◆ **PROVIDED TEXT**:
This additional funding forms part of an additional £2 billion for councils to deliver adult social care from 2017 to 2020, announced at Spring Budget 2017.

Minister for Care Caroline Dinenage MP said: “We are determined to ensure people are able to access good quality, compassionate care by better joining up councils and health services.

“The Improved Better Care Fund has had a huge impact on local communities ensuring more of our most vulnerable in society are getting the help and support they need to stay living at home for longer and ensuring the local care market stays sustainable.”

Health and Wellbeing Boards, which coordinate the provision of social care in 150 areas in England, reported progress from money spent to meet adult social care needs, reducing pressure on the NHS, and support the social care market.

The Boards have reported that this year’s funding has:

  • paid for almost 75,000 extra home care packages (providing almost 13 million additional hours of home care)
  • paid for over 15,500 additional care home placements
  • enabled councils to increase fees paid to social care providers for home care, residential care and nursing care in 90 percent of Health and Wellbeing Board areas, resulting in home care fee rates increasing by 4.7 percent, residential by four percent and nursing home fee rates by 4.1 percent compared to 2017 to 2018
  • helped to reduce pressures on the NHS by tackling delayed transfers of care through supporting more people to be discharged from hospital when they are ready, with 122 projects last year

As announced at the Spending Round, next year, local government will have access to an additional £1 billion grant for adults and children’s social care, on top of existing social care funding (which includes the iBCF). This government is also consulting on a two percent precept which would give councils access to a further £500 million for adult social care next year.

◆ **EXTRACTED DATA**:
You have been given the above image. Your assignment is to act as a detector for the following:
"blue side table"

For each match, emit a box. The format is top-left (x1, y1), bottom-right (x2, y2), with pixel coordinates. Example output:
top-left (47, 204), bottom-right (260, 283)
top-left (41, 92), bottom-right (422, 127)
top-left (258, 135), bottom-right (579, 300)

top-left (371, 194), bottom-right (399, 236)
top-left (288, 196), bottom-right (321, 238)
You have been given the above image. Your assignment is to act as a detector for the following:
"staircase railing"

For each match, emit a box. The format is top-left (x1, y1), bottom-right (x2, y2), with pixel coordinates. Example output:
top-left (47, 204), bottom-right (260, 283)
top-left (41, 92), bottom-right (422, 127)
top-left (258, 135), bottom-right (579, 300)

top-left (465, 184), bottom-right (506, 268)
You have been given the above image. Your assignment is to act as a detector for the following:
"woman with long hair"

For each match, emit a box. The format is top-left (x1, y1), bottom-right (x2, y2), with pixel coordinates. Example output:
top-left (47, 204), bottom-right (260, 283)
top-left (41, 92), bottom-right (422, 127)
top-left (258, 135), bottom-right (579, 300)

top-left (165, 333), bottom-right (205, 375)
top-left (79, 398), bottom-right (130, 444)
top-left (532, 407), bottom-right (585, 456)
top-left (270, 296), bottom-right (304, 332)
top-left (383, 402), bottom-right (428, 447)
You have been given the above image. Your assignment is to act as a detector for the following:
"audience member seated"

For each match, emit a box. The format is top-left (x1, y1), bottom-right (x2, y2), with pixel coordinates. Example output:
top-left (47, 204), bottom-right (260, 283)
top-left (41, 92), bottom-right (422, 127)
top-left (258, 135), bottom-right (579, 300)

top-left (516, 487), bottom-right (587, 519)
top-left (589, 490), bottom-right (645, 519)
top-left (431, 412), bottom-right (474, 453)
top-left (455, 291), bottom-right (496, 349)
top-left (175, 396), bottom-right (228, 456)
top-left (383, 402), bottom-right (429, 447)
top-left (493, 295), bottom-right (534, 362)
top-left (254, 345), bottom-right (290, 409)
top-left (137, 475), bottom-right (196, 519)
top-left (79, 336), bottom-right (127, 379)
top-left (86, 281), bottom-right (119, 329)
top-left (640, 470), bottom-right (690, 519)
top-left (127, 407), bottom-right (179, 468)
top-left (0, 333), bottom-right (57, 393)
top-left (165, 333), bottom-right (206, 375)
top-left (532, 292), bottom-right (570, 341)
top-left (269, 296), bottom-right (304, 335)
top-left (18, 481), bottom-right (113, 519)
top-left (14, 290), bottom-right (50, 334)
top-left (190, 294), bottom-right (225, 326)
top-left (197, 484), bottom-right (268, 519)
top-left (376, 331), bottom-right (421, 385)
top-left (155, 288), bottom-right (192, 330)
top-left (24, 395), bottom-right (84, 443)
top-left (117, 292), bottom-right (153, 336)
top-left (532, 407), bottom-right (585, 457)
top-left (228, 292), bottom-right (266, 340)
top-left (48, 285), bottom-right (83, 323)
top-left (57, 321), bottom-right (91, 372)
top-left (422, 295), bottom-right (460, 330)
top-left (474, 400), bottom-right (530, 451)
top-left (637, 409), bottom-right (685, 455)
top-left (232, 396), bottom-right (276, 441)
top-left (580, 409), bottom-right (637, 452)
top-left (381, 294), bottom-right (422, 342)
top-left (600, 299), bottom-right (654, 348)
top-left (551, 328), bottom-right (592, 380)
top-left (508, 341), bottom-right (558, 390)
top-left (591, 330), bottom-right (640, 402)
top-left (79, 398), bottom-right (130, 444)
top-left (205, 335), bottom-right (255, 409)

◆ **TASK TO COMPLETE**: According to the social care funding text, how many additional care home placements has this year's funding paid for? Nothing in the lines matters for this.

◆ **SOLUTION TO THIS EXERCISE**: Over 15,500.